**WORK TO BE COMPLETED:**
Check each line below for the word "lapel", and copy those that have it.

**GIVEN DATA:**
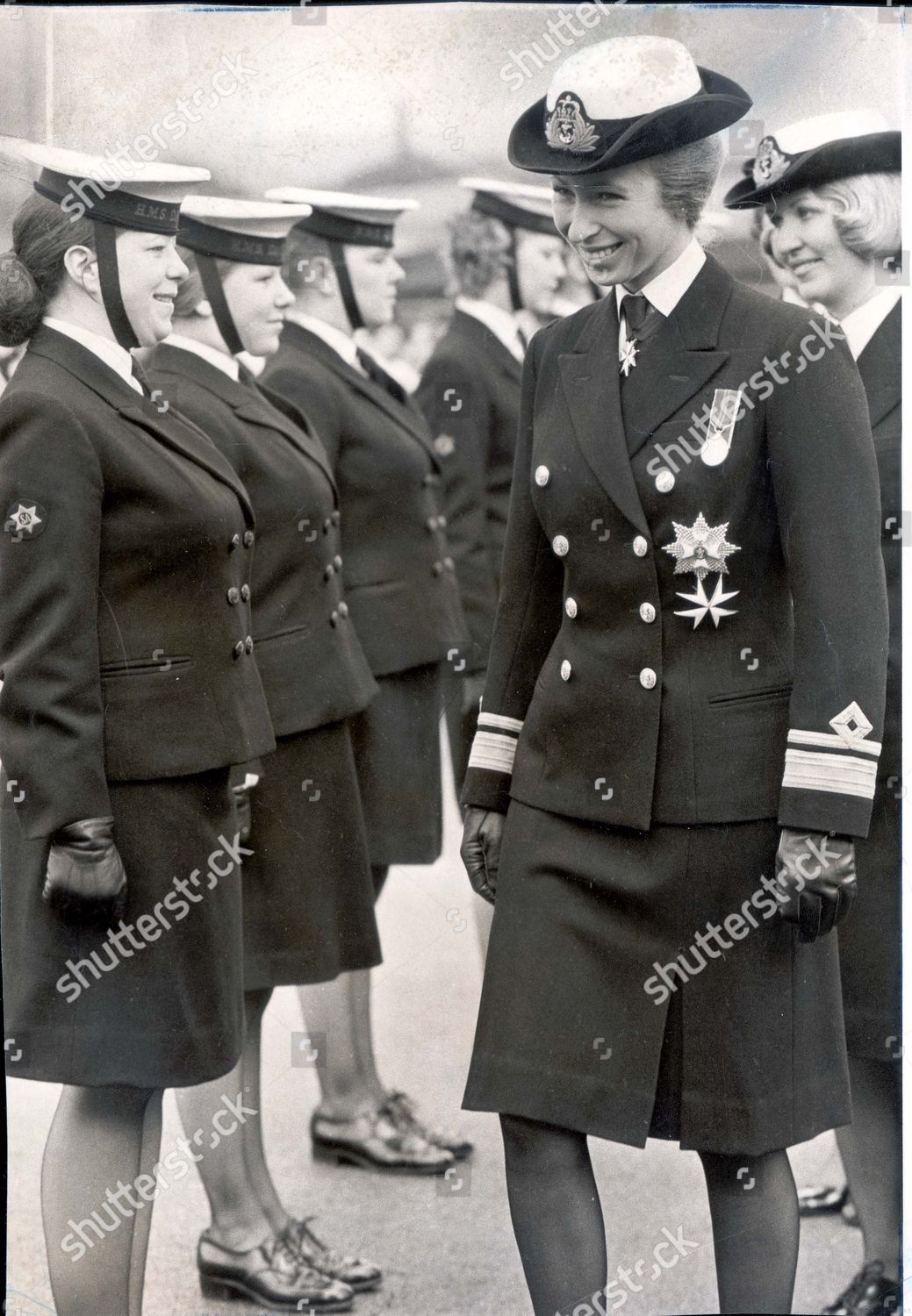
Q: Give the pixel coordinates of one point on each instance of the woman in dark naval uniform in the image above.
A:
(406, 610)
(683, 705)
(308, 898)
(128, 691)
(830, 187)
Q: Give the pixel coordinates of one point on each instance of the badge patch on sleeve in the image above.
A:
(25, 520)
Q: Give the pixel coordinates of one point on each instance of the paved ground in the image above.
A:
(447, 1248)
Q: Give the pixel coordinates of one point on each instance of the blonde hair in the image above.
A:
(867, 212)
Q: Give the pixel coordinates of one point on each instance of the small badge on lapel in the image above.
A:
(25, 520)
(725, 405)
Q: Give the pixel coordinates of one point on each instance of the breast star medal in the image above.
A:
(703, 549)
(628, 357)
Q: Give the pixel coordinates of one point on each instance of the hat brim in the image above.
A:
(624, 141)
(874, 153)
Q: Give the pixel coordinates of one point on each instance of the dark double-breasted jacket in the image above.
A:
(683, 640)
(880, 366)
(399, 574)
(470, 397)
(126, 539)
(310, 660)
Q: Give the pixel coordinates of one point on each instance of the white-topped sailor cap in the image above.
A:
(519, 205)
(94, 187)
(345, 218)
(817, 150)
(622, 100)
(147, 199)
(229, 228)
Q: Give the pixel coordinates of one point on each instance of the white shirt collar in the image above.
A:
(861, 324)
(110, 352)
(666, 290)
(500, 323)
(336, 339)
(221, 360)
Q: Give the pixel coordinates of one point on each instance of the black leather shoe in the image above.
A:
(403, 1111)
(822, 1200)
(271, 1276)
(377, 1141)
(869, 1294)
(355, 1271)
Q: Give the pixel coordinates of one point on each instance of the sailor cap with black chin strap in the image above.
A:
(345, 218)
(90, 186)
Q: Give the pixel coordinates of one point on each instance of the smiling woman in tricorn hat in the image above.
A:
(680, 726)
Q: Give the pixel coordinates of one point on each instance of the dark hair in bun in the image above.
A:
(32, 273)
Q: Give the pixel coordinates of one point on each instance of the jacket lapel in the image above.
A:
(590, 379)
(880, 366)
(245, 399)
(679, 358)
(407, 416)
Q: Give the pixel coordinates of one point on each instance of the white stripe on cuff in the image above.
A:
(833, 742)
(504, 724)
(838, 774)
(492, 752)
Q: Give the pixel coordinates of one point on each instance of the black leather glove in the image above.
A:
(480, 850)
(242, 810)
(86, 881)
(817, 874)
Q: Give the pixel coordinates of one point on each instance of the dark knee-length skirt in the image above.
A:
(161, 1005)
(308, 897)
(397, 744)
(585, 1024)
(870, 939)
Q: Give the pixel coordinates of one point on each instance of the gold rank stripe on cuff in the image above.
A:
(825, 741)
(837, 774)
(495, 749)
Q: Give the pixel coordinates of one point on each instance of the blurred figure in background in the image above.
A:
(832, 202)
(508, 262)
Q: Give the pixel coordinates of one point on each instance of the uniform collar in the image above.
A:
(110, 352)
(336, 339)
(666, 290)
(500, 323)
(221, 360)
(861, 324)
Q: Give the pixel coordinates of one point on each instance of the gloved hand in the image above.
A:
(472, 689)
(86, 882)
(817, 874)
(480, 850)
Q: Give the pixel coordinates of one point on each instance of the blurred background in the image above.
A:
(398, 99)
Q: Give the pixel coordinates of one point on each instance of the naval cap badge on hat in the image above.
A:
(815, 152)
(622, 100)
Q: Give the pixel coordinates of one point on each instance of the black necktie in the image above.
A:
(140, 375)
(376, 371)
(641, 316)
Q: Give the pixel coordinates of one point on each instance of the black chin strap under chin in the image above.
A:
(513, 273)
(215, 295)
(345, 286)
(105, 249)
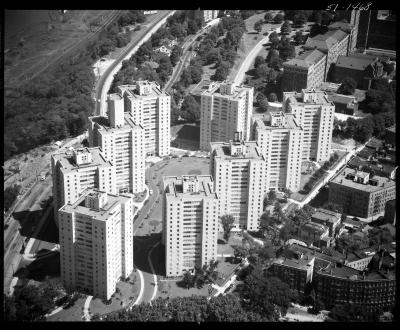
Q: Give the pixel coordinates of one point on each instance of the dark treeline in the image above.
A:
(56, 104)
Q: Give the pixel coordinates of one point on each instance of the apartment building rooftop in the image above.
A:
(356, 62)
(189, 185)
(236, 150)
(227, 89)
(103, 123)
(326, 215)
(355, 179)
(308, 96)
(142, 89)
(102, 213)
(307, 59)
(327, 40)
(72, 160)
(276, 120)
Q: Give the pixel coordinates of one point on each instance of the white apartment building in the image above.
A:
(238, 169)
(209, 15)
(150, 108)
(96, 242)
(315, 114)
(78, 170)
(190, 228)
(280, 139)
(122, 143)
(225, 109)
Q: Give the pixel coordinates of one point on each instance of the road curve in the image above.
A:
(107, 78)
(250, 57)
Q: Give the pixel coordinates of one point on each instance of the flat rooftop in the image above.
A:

**RESPONSE AREA:**
Q: Give the pixel coordinates of one point on each instance of the small badge on lapel in the image above.
Q: Give the pixel coordinates of one point on each instance of the jacket lapel in the image above.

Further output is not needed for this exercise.